**WORK TO COMPLETE**
Reproduce every one of the items below word for word, line by line, with nothing changed or left out.

--- START OF EXCERPTED DATA ---

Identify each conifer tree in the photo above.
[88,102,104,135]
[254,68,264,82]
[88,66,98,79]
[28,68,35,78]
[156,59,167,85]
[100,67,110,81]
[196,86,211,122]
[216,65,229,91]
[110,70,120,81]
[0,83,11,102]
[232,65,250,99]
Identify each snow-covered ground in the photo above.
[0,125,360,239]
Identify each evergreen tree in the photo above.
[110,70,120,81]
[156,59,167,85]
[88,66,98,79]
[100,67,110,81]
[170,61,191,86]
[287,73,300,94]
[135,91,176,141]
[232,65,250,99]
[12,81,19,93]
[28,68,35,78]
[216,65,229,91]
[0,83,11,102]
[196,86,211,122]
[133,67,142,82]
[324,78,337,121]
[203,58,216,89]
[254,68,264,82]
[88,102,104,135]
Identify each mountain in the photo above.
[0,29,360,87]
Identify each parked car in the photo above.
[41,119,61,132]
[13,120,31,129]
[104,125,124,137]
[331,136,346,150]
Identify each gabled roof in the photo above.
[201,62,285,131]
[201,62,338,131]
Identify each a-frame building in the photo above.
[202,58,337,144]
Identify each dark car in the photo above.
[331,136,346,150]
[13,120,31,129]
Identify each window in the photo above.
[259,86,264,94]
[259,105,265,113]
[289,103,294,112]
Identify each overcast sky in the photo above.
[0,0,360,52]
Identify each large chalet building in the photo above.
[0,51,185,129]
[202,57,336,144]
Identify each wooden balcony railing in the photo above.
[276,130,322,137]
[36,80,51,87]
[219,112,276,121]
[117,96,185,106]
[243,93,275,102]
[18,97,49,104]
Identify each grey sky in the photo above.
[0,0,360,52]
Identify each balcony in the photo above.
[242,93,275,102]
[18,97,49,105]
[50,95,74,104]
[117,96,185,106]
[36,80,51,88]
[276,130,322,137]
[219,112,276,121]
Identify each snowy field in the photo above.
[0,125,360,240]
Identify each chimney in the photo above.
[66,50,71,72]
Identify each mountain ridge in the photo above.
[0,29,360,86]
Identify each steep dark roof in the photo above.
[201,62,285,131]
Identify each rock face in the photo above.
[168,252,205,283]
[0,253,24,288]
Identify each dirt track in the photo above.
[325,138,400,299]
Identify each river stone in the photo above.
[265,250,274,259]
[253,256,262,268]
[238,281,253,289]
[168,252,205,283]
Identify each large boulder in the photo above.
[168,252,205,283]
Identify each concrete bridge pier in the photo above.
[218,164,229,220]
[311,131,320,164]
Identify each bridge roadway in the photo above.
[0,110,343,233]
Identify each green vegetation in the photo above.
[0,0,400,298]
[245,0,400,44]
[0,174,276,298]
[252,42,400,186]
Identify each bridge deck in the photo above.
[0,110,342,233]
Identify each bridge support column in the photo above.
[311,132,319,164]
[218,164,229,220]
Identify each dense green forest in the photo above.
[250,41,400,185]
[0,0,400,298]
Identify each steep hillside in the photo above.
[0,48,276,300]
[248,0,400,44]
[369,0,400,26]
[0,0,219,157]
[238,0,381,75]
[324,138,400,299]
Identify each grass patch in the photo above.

--- END OF EXCERPTED DATA ---

**ANSWER FOR THE TASK**
Identify each conifer tree in the photo above.
[88,102,104,135]
[254,68,264,82]
[88,66,98,79]
[28,68,35,78]
[156,59,167,85]
[100,67,110,81]
[196,86,211,122]
[216,65,229,91]
[110,70,120,81]
[0,83,11,102]
[232,65,250,99]
Identify each snow-covered ground in the photo above.
[0,125,360,239]
Identify each evergreen tree in the photo above.
[110,70,120,81]
[156,59,167,85]
[88,66,98,79]
[100,67,110,81]
[170,61,191,86]
[287,73,300,94]
[135,91,176,141]
[232,65,250,99]
[12,81,19,93]
[28,68,35,78]
[216,65,229,91]
[0,83,11,102]
[196,86,211,122]
[133,67,142,82]
[324,78,337,121]
[203,58,216,89]
[254,68,264,82]
[88,102,104,135]
Identify each mountain in the photo above.
[0,29,360,87]
Identify each parked car in the photo above.
[41,119,61,132]
[13,120,31,129]
[104,125,124,137]
[331,136,346,150]
Identify each gabled roof in the photo above.
[201,62,285,131]
[201,62,338,131]
Identify each a-frame building in the photo above.
[202,58,337,144]
Identify each dark car in the photo above.
[331,136,346,150]
[13,120,31,129]
Identify each window in the photo above.
[259,86,264,94]
[259,105,265,113]
[289,103,294,112]
Identify each overcast sky in the photo above.
[0,0,360,52]
Identify each large chalet building in the photo above.
[0,51,185,129]
[202,57,336,144]
Identify each wooden balcony railing in the photo above.
[276,130,322,137]
[36,80,51,87]
[219,112,276,121]
[117,96,185,106]
[243,93,275,102]
[18,97,49,104]
Identify each grey sky in the photo above.
[0,0,360,52]
Identify each balcony in the photo above.
[242,93,275,102]
[18,97,49,105]
[50,95,74,104]
[117,96,185,106]
[36,80,51,88]
[276,130,322,137]
[219,112,276,121]
Identify each snowy field in the photo above.
[0,125,360,240]
Identify each chimney in the photo above.
[66,50,71,72]
Identify each mountain ridge in the photo above.
[0,29,360,86]
Identify each steep dark roof in the photo above.
[201,62,285,131]
Identify each rock face in the photo above.
[168,252,205,283]
[0,253,24,288]
Identify each dirt track in the photo above.
[325,138,400,299]
Identify each river stone in the photo above.
[265,250,274,259]
[253,256,262,268]
[238,281,253,289]
[168,252,205,283]
Identify each large boulder in the photo above.
[168,252,205,283]
Identify each concrete bridge pier in the photo above.
[218,164,229,220]
[311,131,320,164]
Identify each bridge roadway in the photo above.
[0,110,343,233]
Identify each green vegetation in the photo above.
[0,0,400,298]
[245,0,400,44]
[0,174,276,298]
[252,42,400,186]
Identify each bridge deck in the photo above.
[0,110,342,233]
Identify each bridge support column in the photo above.
[311,132,319,164]
[218,164,229,220]
Identify each dense green forest in the photo above.
[250,41,400,185]
[0,0,400,298]
Identify each steep hillside in the photo above.
[0,48,276,300]
[248,0,400,44]
[369,0,400,26]
[0,0,219,157]
[238,0,381,75]
[324,138,400,299]
Identify each grass patch in the photo above.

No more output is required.